Entries supplied:
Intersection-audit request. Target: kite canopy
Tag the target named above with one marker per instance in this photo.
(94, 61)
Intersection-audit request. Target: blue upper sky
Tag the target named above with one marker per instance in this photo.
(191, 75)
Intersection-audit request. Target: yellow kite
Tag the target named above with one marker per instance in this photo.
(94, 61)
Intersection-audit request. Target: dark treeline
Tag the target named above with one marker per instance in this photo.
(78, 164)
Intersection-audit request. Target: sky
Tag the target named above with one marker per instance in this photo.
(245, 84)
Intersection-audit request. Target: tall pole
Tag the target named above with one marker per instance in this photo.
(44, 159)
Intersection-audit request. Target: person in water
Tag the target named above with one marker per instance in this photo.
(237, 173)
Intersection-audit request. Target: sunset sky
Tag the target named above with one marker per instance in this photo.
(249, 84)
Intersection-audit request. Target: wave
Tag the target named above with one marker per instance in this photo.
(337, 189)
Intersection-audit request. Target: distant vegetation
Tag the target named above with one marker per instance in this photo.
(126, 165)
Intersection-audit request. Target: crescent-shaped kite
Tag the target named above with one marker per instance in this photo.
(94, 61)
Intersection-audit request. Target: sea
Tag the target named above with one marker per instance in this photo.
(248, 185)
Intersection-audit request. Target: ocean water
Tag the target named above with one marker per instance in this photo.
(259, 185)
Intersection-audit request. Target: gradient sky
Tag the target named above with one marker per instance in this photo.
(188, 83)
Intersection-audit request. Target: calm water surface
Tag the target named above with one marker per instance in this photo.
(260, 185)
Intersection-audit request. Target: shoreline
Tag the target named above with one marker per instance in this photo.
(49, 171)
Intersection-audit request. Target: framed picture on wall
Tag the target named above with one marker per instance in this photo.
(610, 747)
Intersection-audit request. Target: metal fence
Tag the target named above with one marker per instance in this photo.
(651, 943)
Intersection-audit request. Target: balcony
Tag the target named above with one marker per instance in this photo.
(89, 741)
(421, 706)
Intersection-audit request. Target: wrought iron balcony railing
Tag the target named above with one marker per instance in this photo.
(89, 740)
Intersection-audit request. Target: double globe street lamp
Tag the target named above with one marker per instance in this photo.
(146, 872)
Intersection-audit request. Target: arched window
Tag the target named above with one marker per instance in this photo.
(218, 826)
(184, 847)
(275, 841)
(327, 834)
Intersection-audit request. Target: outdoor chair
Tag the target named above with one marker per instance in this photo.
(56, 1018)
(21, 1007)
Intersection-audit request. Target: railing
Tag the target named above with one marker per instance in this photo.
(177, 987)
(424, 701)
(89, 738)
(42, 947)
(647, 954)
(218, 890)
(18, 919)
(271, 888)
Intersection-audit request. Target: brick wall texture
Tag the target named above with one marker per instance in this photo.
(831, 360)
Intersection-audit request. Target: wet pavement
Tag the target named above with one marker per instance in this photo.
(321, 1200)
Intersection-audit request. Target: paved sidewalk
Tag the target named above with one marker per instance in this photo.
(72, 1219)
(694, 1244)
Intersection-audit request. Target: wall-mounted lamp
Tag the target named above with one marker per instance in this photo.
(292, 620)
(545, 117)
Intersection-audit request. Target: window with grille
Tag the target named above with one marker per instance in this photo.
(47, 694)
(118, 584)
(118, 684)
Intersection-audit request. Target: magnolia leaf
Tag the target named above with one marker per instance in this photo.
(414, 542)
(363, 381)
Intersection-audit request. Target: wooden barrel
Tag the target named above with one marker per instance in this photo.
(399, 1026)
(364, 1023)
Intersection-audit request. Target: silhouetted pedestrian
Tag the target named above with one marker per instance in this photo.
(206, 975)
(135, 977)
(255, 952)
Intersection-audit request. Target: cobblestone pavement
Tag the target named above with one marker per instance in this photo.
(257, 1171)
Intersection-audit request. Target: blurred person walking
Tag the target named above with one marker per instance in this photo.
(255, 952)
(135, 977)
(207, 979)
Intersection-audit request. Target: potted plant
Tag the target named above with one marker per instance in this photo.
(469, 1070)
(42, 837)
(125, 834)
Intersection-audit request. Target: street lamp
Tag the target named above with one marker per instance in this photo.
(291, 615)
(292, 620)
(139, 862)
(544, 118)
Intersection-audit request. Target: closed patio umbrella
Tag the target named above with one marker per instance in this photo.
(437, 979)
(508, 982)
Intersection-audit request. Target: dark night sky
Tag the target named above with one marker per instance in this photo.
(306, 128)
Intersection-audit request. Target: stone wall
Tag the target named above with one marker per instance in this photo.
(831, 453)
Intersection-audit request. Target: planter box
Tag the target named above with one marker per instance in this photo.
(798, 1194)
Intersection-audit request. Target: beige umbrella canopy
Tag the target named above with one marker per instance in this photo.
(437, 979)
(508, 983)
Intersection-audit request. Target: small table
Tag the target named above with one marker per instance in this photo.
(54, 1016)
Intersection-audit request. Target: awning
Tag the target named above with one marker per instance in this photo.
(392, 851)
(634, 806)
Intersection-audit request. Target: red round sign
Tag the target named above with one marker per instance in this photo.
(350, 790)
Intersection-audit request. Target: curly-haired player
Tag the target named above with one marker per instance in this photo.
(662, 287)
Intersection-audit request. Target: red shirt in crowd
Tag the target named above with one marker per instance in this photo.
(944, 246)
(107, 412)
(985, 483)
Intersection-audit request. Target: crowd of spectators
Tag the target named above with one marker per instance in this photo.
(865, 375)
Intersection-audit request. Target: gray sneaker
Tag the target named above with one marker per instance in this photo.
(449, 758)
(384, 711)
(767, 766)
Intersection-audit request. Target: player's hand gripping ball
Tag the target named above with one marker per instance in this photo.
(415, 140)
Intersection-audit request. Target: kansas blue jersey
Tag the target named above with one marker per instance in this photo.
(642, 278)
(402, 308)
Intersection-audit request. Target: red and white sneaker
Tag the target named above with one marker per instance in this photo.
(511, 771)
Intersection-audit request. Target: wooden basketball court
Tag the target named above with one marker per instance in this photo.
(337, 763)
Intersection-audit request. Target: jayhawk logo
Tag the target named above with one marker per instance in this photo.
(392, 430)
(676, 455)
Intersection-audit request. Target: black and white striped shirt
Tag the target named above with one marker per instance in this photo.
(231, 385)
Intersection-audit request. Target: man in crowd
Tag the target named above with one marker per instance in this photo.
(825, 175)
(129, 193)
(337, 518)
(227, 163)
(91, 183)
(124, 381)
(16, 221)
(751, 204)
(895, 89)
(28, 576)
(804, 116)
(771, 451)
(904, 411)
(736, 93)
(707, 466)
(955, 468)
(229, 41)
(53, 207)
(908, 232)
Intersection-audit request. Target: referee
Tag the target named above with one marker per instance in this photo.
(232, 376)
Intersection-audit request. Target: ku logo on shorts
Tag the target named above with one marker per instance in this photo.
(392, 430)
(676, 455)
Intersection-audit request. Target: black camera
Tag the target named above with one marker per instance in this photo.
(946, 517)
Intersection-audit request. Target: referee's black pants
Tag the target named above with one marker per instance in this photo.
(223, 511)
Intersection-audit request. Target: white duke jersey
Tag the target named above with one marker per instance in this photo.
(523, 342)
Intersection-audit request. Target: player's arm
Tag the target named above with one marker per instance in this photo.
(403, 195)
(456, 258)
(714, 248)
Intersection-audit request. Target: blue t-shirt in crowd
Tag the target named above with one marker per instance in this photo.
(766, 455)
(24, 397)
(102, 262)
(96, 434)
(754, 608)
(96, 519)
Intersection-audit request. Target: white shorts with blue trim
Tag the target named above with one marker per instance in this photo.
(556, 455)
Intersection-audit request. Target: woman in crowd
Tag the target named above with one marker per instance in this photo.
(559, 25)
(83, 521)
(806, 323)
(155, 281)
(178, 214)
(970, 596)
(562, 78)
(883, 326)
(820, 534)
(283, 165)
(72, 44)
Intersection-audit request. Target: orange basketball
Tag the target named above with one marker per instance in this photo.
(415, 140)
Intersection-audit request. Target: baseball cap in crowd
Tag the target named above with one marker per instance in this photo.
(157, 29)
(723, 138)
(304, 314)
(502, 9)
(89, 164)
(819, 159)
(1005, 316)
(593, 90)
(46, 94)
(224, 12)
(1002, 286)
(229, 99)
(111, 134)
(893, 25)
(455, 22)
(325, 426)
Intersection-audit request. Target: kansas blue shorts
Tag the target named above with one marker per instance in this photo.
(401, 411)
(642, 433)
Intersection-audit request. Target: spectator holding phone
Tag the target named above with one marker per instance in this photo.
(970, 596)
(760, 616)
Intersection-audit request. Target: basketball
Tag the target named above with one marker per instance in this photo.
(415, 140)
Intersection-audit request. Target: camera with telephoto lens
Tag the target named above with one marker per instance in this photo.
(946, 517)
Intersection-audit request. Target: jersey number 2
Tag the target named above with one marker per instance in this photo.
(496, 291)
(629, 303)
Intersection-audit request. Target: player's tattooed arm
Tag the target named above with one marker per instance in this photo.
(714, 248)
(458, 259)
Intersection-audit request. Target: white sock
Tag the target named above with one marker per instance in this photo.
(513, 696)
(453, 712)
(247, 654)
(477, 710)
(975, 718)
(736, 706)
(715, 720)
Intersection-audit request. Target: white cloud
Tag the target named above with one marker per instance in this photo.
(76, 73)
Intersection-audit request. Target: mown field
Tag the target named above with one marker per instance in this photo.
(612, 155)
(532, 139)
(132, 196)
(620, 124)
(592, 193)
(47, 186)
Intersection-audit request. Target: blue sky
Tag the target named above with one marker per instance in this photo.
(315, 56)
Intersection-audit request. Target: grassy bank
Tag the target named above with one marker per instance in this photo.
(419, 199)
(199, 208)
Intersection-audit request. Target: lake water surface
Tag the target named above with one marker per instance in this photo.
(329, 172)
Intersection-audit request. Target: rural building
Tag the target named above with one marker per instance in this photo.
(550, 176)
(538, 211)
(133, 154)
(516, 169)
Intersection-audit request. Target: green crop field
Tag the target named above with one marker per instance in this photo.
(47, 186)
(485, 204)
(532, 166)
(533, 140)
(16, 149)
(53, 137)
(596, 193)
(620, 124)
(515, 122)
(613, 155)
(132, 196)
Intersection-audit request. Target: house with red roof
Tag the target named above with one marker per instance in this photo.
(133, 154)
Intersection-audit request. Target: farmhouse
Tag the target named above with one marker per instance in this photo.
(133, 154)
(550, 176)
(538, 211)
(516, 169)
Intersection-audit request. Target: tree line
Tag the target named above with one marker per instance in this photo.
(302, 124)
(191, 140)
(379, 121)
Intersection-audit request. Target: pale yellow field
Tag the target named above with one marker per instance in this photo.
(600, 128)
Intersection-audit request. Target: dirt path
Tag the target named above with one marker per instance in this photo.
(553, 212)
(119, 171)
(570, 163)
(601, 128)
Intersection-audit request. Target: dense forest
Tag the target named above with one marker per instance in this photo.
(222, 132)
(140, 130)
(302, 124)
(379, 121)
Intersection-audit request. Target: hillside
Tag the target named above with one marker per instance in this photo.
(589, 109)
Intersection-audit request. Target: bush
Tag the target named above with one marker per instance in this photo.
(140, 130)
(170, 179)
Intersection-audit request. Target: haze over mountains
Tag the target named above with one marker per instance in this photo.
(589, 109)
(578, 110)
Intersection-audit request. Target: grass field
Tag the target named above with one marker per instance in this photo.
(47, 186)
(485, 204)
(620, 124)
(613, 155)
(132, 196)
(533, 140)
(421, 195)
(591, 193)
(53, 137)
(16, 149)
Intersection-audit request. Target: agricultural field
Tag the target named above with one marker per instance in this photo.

Your task:
Swap "marker" for "point" in the listing lines that start at the one containing "Intersection-audit request. Target: grass field" and run through the end of the listing. Give back only those lines, with nothing else changed.

Full output:
Intersection-audit request. Target: grass field
Tag the target named above with one point per instance in this photo.
(47, 186)
(485, 204)
(620, 124)
(613, 155)
(132, 196)
(533, 140)
(421, 195)
(591, 193)
(53, 137)
(16, 149)
Intersection-audit request. Target: agricultural field
Tag the target named above with one point per instance in this photo.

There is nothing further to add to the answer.